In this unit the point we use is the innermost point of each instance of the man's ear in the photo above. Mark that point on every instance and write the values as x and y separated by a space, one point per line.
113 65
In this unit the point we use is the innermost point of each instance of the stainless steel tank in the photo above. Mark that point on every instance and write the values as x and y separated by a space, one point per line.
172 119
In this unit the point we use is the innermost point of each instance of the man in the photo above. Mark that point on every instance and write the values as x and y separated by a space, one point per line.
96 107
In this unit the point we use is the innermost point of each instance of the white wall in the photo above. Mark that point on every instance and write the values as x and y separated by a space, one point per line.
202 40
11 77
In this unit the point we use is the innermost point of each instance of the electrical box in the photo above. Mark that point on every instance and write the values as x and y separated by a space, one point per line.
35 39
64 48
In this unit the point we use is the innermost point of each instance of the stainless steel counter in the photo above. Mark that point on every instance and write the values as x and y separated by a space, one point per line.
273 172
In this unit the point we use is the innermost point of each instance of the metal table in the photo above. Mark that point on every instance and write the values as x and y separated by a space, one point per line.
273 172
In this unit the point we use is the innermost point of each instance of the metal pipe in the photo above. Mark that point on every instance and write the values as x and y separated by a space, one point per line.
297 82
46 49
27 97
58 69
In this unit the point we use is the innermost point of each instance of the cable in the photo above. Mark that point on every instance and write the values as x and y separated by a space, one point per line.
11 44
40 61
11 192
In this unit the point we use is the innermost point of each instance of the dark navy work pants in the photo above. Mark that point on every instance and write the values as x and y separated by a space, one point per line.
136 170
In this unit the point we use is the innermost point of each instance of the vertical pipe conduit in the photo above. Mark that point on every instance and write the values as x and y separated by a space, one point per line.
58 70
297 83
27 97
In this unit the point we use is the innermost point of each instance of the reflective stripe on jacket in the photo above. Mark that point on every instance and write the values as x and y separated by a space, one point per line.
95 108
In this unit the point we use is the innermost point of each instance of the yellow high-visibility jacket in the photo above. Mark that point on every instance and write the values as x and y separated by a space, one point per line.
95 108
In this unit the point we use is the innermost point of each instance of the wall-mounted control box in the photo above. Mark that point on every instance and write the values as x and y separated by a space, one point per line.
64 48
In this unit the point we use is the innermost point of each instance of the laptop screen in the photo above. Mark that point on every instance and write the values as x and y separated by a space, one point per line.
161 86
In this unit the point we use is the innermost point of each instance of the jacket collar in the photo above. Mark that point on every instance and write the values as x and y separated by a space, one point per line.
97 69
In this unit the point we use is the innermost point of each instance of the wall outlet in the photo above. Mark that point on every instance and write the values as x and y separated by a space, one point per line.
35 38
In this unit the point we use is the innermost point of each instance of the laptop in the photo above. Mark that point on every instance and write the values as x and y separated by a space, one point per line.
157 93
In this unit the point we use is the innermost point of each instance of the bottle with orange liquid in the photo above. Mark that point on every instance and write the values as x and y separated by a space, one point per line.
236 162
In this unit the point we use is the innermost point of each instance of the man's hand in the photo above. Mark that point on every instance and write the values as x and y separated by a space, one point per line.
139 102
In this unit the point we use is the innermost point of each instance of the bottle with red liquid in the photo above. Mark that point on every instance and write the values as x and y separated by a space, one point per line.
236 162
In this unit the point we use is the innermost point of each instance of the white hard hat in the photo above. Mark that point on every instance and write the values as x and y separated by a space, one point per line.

(TO DO)
Each line of the material above needs to be quoted exactly, please.

(SOLUTION TO THIS EXERCISE)
In this unit the point we use is the innermost point of each instance of the man's ear in the photo above. Mark that point on every instance and write the values as x and y separated by a space, one point per line.
113 65
In this unit the point we use is the innermost point of each instance of the stainless steel tank in the photo above. Mark that point on every instance and write the values as x and y separated by a space, one point per line.
172 119
In this unit the point we use is the innermost point of each instance of the man in the photo above. Mark that point on every instance and write the values as x and y separated by a space, one point per line.
96 107
In this unit the point we use is the innermost point of each instance of the white wall in the photo above. Mark that point on every instance and write the values as x and y separated by a space, one point per line.
202 40
11 77
In this unit the point we use is the innermost point of each instance of the electrical box in the photo above. Mark that point on every instance and write the values as x and y separated by a space, one point per line.
35 39
64 48
In this unit the point we use is the innermost point of each instance of the stainless steel counter in the photo above. Mark that point on every instance and write the values as x and y separated by a space, one point per line.
273 172
In this unit the point we use is the innermost point of each instance of the metal table in the photo above. Mark that point on every instance and write the values as x and y separated by a space, one point per line.
273 172
In this unit the point we use is the innermost point of each instance of the metal pipe in the photo above. Mark that point on every instance and write the values as x and y separated by a space, one point per line.
297 82
46 49
27 97
58 69
In this unit the point we use is the innermost point of each instance of the cable in the photo above. Mark that point on every instance and write the values as x and y separated by a space, one point per line.
11 44
40 61
11 192
In this unit the point we use is the innermost point of each instance of the dark navy work pants in the photo above. Mark that point on every instance and write the values as x and y separated by a space, one point per line.
136 170
In this unit the point we use is the innermost point of each instance of the vertical pipe conduit in the photo above. Mark that point on every instance and write the values as x and y separated by a space, one point per line.
58 70
297 83
27 97
In this unit the point we use is the innermost point of each instance of the reflective stripe on jacket in the photo above. Mark that point on every instance and write the values as x and y separated by a space, one point per line.
95 108
In this unit the point we use is the innermost point of each instance of the yellow high-visibility jacket in the photo above. Mark that point on every instance and write the values as x and y separated by a space, one point per line.
95 108
In this unit the point we use is the innermost point of each instance of the wall-mounted control box in the photo above. Mark that point on every instance and write the values as x and y separated by a space, one point per line.
64 48
In this unit the point we use is the innermost point of each instance of the laptop screen in the photo above. Mark that point on every instance and write the values as x and y separated by a space, one point per line.
161 86
In this unit the point we use is the innermost point of each instance of the jacket collar in the photo above. Mark that point on every instance and write the values as x and y separated by a space, one point per line.
97 69
In this unit the point we use is the innermost point of each instance of the wall outlet in the photo above. Mark that point on every instance and write the values as x and y separated by a space, one point per line.
35 38
In this unit the point we use is the innermost point of each instance of the laptop in the photo above. Mark that point on every instance and write the values as x and y separated by a space, one point per line.
157 93
In this unit the point we use is the innermost point of each instance of the bottle with orange liquid in the photo above. Mark that point on every instance and write the values as x and y separated by a space, one point per line.
236 162
In this unit the point we use is the innermost point of each instance of the man's hand in the photo above. Mark that point on every instance and write the values as x and y separated by a space, one point per line.
139 102
In this unit the point we use is the innermost point of each instance of the bottle with red liquid in the photo above. Mark that point on every instance and write the values as x and y separated by a space, one point per line.
236 162
In this unit the point we use is the innermost point of each instance of the white hard hat in the photo above. Mark that point on every instance and write the values as x and y separated by a space, one point per line.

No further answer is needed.